**Passage**
★ ★ ★ ★ ★

# My daughter's overarching memory of homeschool



## Lisa in WA (Oct 11, 2004)

Sitting at the kitchen table with me doing her work while drinking hot chocolate and watching the snow fall. 

Glad she picked that memory to retain to encompass 4 years of homeschooling rather than me ranting or nagging her to get her work done or pay attention. 

I'll go with it.


----------



## mistletoad (Apr 17, 2003)

Well obviously she loved that you were doing her work!


----------



## Lisa in WA (Oct 11, 2004)

mistletoad said:


> Well obviously she loved that you were doing her work!


ound:And somehow I managed to teach grammar, punctuation and composition and you'd never know it with THAT sentence structure. :help:


----------



## mistletoad (Apr 17, 2003)

I had to tease you! It is wonderful that you could give her such good memories.


----------



## libertygirl (Jul 18, 2011)

I wonder about that, as we are in our second year of homeschooling. I hope mine will have good memories of this time. I know I will, even with all of the "sit down", "capitalization, punctuation, and complete sentences". LOL


----------



## ErinP (Aug 23, 2007)

mistletoad said:


> Well obviously she loved that you were doing her work!


Glad it wasn't just me. lol
I was puzzling over why Lisa was admitting that she was one of those neurotic homeschool parents who never let her kid do her own work...


----------

★ ★ ★ ★ ★

**Dataset excerpt**
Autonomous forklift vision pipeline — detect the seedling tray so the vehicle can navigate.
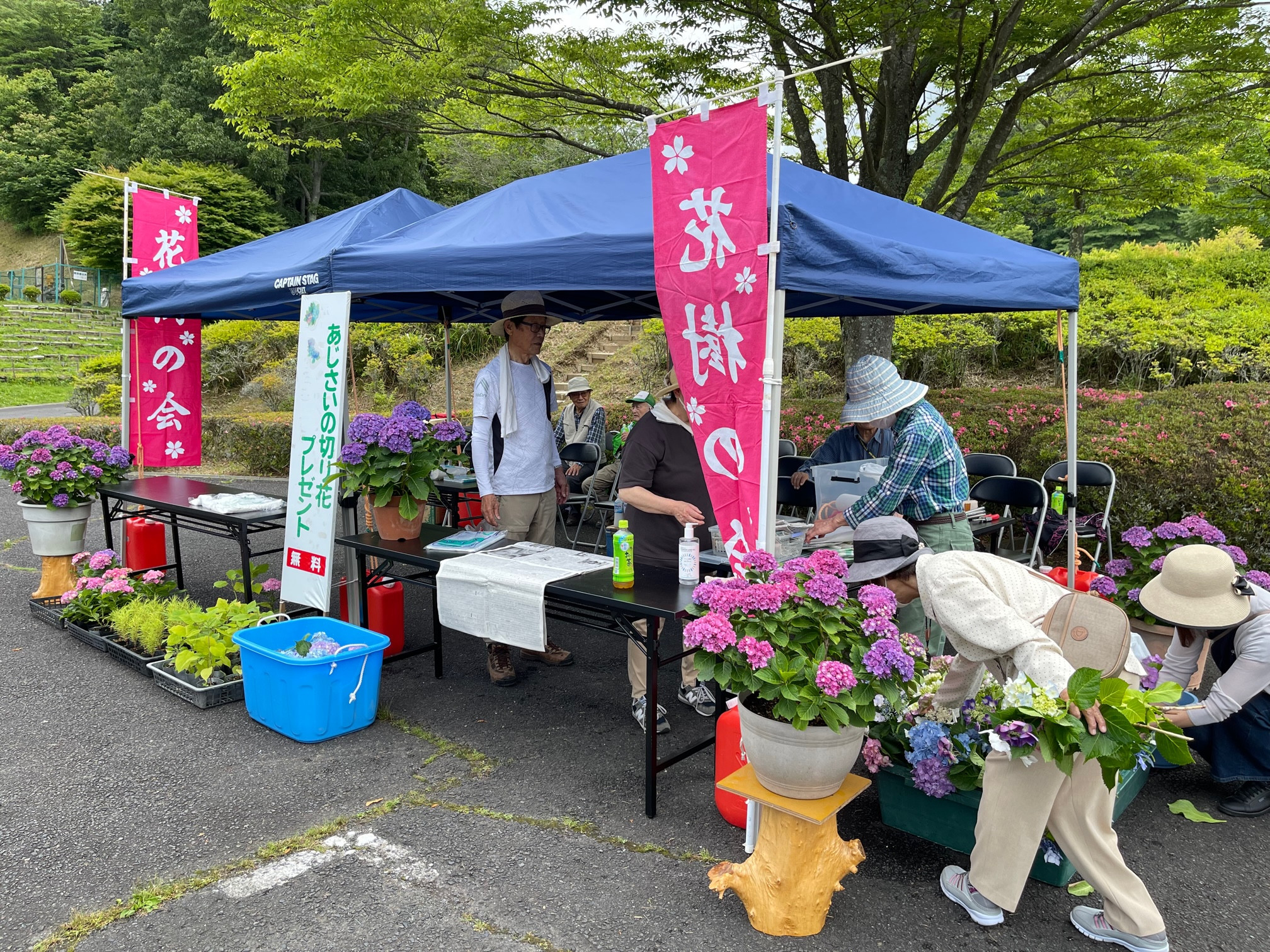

★ ★ ★ ★ ★

**Problem to solve**
Please state what the daughter was drinking in her memory of homeschool, as described in the homeschool memory thread.

**Solution to the exercise**
Hot chocolate.